EXERCISE:
Copy each record below exactly, please, and leave its pictures out.
BEGIN RAW DATA
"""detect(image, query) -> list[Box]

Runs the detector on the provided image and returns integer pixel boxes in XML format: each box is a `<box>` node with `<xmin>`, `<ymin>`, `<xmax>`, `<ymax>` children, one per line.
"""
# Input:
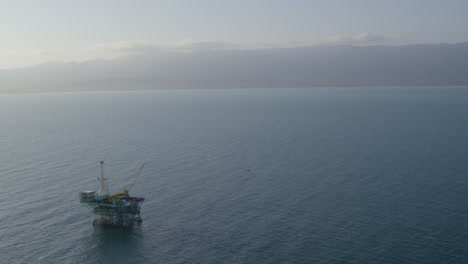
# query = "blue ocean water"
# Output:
<box><xmin>0</xmin><ymin>86</ymin><xmax>467</xmax><ymax>263</ymax></box>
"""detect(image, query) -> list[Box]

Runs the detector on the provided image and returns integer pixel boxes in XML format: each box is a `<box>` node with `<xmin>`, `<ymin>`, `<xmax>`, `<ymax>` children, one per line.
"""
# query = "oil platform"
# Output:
<box><xmin>79</xmin><ymin>161</ymin><xmax>145</xmax><ymax>227</ymax></box>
END RAW DATA
EXERCISE ANSWER:
"""detect(image, query) -> list[Box]

Runs the detector on the provided image and returns integer pixel boxes in XML format: each box is a `<box>` node with `<xmin>`, `<ymin>`, `<xmax>`, `<ymax>` children, one per line.
"""
# Input:
# query = "blue ocean water"
# Output:
<box><xmin>0</xmin><ymin>86</ymin><xmax>467</xmax><ymax>263</ymax></box>
"""detect(image, query) -> list[Box]

Runs the detector on the provided image and returns integer pixel boxes in XML format: each box is a `<box>` node with `<xmin>`, `<ymin>`, `<xmax>`, `<ymax>` children, one per line.
"""
# query = "oil platform"
# Output:
<box><xmin>79</xmin><ymin>161</ymin><xmax>145</xmax><ymax>227</ymax></box>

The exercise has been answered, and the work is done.